* _Provided entries_:

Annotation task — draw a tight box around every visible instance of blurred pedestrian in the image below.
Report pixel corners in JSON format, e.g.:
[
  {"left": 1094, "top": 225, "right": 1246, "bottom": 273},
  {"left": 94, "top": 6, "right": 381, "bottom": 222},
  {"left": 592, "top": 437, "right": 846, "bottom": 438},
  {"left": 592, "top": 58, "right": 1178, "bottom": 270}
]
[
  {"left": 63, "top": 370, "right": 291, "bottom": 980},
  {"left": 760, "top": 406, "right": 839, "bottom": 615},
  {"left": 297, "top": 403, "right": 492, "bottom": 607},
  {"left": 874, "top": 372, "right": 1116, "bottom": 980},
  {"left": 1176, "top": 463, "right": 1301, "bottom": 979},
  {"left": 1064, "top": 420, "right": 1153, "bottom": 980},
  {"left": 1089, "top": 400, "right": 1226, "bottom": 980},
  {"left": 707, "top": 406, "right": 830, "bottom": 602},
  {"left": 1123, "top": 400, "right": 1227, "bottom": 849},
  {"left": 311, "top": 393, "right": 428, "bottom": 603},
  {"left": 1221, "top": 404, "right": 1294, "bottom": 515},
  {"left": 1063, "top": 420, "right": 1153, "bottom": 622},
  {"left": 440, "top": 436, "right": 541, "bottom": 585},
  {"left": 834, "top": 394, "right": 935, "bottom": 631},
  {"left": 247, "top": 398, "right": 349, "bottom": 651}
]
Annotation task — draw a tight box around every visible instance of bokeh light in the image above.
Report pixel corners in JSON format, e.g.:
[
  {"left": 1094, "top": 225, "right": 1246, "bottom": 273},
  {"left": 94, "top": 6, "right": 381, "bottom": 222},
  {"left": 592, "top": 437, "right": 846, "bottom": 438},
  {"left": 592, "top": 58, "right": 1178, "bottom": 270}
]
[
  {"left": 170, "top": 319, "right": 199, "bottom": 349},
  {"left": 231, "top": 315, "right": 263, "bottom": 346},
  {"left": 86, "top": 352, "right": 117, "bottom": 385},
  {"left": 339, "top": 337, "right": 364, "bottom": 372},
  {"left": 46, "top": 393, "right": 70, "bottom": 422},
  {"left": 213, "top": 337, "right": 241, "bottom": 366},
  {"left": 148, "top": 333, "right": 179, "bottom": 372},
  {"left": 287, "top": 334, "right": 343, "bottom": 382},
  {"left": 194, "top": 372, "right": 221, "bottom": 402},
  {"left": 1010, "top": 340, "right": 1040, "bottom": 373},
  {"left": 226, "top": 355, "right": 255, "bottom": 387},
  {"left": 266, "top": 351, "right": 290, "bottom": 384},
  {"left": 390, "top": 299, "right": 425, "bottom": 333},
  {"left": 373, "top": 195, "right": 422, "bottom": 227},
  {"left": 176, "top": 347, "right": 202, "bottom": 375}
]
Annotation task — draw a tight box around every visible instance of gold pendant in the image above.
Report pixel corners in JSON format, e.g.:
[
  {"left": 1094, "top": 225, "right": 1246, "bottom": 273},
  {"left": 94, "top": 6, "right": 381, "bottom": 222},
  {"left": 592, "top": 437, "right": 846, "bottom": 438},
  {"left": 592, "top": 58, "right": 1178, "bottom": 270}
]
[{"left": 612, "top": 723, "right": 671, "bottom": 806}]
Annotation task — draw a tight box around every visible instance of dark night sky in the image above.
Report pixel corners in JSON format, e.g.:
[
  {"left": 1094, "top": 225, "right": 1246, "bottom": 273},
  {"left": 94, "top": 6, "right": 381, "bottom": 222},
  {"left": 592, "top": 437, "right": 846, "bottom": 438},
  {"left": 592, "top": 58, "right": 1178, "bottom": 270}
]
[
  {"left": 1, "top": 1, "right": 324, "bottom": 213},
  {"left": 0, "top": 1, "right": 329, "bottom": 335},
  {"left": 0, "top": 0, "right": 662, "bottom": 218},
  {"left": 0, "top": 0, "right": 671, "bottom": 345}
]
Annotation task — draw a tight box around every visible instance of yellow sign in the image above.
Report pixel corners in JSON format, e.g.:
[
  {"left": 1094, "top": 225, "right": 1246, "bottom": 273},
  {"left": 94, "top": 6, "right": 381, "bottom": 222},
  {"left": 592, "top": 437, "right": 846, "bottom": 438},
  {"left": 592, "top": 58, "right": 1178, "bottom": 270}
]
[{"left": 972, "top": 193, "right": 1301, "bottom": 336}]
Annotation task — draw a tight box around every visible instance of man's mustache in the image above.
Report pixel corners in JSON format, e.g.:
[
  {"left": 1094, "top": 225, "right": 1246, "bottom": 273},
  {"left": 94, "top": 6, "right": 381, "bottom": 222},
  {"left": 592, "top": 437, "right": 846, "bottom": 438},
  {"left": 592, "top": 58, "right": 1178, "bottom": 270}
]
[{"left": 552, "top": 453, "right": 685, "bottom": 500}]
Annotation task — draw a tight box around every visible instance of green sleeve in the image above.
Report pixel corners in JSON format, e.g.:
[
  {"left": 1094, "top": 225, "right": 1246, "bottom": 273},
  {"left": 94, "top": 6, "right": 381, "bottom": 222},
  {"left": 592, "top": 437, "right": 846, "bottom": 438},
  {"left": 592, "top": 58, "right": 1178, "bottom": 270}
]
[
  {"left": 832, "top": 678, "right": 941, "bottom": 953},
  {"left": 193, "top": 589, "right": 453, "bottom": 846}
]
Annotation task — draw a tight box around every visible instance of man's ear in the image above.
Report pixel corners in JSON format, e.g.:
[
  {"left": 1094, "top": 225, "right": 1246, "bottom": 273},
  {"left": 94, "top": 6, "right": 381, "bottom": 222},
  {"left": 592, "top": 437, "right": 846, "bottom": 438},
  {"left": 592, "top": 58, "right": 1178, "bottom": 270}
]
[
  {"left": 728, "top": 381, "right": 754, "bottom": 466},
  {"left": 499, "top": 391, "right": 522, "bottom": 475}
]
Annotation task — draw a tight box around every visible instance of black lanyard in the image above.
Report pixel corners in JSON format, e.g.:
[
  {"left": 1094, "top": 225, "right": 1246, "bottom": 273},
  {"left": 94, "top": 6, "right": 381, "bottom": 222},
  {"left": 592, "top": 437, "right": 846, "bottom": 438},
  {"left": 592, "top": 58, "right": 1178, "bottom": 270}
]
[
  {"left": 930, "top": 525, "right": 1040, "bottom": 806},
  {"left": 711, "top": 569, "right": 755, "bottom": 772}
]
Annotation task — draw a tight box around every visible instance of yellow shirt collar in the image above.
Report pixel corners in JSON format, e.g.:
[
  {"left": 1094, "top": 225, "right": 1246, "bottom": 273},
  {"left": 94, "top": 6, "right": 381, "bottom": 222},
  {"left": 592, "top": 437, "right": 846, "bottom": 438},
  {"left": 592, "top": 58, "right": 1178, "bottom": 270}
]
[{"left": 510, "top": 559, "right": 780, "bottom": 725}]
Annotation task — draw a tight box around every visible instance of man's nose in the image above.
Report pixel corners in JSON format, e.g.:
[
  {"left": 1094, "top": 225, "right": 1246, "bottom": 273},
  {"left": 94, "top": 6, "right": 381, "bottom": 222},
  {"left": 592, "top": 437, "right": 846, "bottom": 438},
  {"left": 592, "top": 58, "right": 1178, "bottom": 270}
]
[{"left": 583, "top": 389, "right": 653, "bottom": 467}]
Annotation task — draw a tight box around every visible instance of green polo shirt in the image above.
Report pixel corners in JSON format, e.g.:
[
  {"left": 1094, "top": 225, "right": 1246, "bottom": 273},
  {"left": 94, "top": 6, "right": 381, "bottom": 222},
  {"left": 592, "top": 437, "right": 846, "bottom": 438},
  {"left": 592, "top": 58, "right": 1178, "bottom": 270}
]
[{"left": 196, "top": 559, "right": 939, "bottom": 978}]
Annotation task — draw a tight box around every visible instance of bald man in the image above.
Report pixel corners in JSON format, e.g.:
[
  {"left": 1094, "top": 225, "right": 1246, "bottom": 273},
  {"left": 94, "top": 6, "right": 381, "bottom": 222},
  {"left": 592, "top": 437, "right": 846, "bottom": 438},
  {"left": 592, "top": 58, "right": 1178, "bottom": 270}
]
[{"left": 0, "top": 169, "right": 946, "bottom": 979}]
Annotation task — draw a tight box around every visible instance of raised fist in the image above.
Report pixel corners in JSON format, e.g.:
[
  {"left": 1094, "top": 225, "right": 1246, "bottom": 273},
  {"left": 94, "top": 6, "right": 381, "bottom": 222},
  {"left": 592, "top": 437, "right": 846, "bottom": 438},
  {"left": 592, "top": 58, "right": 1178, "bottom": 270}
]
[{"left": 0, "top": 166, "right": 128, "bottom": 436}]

* _Assignment_: Using the listing, collect all lines in which the string "green" is found.

* _Your response_:
Annotation task — draw a tight box around every visible instance of green sleeve in the image above.
Annotation task — draw a tight box around every visible instance of green polo shirt in the image above.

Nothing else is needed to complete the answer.